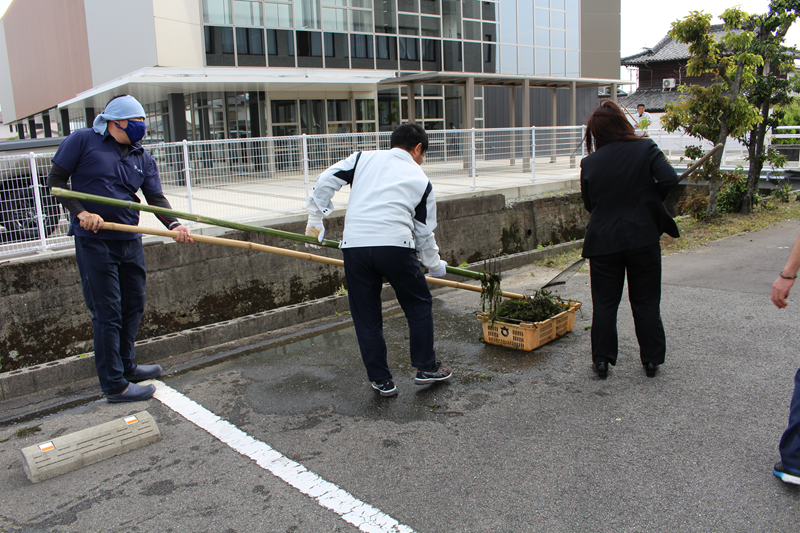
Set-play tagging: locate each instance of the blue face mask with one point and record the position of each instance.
(134, 130)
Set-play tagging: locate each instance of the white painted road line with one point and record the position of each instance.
(365, 517)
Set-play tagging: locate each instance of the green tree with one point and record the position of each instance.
(770, 87)
(722, 110)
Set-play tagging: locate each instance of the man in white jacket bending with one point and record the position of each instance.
(388, 229)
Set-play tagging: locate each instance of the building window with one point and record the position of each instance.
(250, 41)
(309, 44)
(309, 49)
(431, 27)
(385, 13)
(451, 19)
(307, 14)
(217, 12)
(362, 52)
(247, 13)
(250, 47)
(408, 24)
(278, 15)
(409, 49)
(336, 51)
(361, 20)
(362, 46)
(280, 47)
(334, 19)
(219, 46)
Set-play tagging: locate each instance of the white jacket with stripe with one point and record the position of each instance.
(391, 202)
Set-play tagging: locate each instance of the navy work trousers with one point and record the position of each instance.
(607, 274)
(790, 441)
(113, 279)
(364, 270)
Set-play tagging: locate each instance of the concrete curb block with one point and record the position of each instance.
(57, 374)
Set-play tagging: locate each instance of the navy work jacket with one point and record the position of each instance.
(97, 166)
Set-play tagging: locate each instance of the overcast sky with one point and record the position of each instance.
(644, 23)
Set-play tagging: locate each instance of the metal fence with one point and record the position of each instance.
(259, 179)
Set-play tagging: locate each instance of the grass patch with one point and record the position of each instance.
(695, 233)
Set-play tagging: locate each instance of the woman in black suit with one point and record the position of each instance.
(624, 181)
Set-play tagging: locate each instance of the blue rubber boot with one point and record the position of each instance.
(133, 393)
(143, 373)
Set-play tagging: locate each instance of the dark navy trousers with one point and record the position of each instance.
(790, 441)
(364, 270)
(607, 274)
(113, 279)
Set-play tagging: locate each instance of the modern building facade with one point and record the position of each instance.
(212, 69)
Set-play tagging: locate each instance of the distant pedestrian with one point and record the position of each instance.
(624, 181)
(788, 469)
(642, 119)
(107, 160)
(391, 215)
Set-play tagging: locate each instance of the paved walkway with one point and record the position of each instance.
(517, 442)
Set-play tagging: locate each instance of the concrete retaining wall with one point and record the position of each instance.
(43, 317)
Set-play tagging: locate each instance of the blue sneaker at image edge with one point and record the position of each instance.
(386, 388)
(786, 474)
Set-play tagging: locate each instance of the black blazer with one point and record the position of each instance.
(623, 185)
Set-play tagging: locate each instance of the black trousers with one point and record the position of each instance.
(113, 278)
(607, 272)
(364, 270)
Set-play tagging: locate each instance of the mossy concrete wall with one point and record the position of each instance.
(43, 316)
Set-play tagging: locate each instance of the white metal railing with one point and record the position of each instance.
(269, 177)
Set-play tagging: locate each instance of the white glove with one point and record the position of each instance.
..............................
Problem description – Give again every line of the rows from the line with "Set-play tagging: locate each instance of the blue sneaker" up to and including the last line of the rows, keeping the requests unchanged. In the answers, multiply each point coordinate by 1.7 and round to whole numbers, with halves rounded up.

Task result –
Set-play tagging: locate each instance of the blue sneaker at image edge with one point and record the position of each instance.
(656, 660)
(1336, 806)
Set-play tagging: locate each instance of the black blazer with one point and record the position of each instance.
(1059, 315)
Set-play tagging: locate each instance of the black trousers with one point and record the position of each instance.
(192, 473)
(1032, 462)
(619, 459)
Set-play tagging: locate each instance of the mossy concrete wall with one point and record the position of each instance.
(73, 537)
Set-play tagging: locate each instance of the white metal railing with one point and record the position of each instance.
(457, 301)
Set-play tagging: locate each instance of the white glove with one point and record the position of each instance.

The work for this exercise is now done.